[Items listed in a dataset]
----

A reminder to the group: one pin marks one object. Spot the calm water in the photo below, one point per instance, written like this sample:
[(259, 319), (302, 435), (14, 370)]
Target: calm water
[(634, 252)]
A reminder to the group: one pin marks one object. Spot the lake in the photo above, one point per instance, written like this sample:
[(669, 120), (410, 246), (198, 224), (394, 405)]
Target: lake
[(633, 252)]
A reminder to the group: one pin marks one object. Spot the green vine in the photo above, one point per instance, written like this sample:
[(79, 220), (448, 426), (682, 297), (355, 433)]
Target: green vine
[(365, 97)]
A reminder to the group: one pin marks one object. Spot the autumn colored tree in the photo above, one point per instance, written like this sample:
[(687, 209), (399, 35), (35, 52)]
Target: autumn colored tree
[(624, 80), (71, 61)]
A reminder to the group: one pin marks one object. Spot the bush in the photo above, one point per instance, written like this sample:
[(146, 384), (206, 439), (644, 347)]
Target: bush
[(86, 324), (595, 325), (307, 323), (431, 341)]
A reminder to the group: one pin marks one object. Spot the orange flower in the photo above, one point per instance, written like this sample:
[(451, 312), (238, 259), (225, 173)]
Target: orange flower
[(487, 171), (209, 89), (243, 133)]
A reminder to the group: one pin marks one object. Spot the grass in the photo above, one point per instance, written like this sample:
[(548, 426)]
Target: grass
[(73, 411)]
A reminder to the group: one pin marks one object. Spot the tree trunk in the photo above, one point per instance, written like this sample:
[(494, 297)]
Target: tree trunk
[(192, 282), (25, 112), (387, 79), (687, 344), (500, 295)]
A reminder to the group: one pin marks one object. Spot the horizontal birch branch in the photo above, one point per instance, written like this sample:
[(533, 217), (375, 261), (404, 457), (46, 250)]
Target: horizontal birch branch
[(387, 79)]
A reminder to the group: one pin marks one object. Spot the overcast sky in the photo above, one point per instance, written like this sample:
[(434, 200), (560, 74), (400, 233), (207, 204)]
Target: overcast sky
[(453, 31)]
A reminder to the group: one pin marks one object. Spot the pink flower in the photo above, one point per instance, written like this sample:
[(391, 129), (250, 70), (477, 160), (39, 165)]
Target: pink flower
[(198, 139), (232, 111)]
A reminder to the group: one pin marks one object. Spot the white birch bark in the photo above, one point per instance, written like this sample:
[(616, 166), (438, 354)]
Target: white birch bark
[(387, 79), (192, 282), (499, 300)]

----

▸ **YOUR TASK**: Rewrite the lines above, swapping "one pin marks one object" for "each pin marks a single object" wherever it occurs. Leave everything else unchanged.

▸ **WRITTEN RESPONSE**:
A reminder to the group: each pin marks a single object. Spot the calm water in the photo below, one point per instance, written like this sample:
[(259, 319), (302, 435), (14, 370)]
Target: calm water
[(634, 252)]
A reminder to the group: each pin marks a single object. Spot the lake in the photo above, one point per instance, written like this sample:
[(669, 120), (410, 246), (198, 224), (394, 405)]
Target: lake
[(633, 252)]
A reminder to the group: each pin marks a single object. Spot the green vine in the photo above, one point per instance, written like this sample:
[(79, 220), (448, 426), (682, 297), (355, 433)]
Target: green vine
[(365, 97)]
A reminder to the group: each pin marks a single object. Spot the autumn colored tree in the photo above, one point per instance, written like this sample:
[(687, 209), (399, 35), (35, 52)]
Target: autumn colored tree
[(624, 80), (71, 61)]
A reminder to the group: each pin marks a single object. Spot the bush in the photo above, one point per instance, written like this sample:
[(146, 384), (206, 439), (644, 347)]
Target: bush
[(86, 324), (595, 325), (307, 323), (431, 341)]
A reminder to the group: each pin marks a single object. Spot the orange flower in the photo above, one point per instance, written like this sample:
[(451, 312), (238, 259), (225, 173)]
Target: orange flower
[(487, 171), (209, 89), (243, 133)]
A reminder to the group: each pin marks a single object. Spot the grass in the photo above, one point per instance, written like this sample:
[(548, 426)]
Target: grass
[(73, 411)]
A reminder to the group: each pin marks a single object. Spot the tree trunk in the photo above, one point per instance, written like this sample:
[(494, 297)]
Target: tree trunk
[(192, 282), (25, 112), (387, 79), (687, 344), (500, 295)]
A reminder to the group: each pin marks a single object. Spot the horizontal birch branch in the photo above, one point per instance, written like this sample:
[(533, 217), (375, 261), (404, 457), (46, 250)]
Target: horizontal birch branch
[(387, 79)]
A reminder to the group: each pin marks a single object. Spot the overcast sky in the photo above, one point per instance, written like this sample:
[(434, 200), (560, 74), (400, 233), (207, 204)]
Target: overcast sky
[(453, 31)]
A reminder to the group: each pin marks a single object. Spot the pink flower in the photo above, one point per instance, written like this sample:
[(391, 129), (250, 70), (477, 160), (39, 165)]
Target: pink flower
[(198, 139), (232, 111)]
A reminder to the group: each pin marks a single object. Spot the white birch bark in the photo above, one point per instance, written like this sample:
[(616, 166), (438, 354)]
Target: white birch bark
[(387, 79), (192, 282), (499, 300)]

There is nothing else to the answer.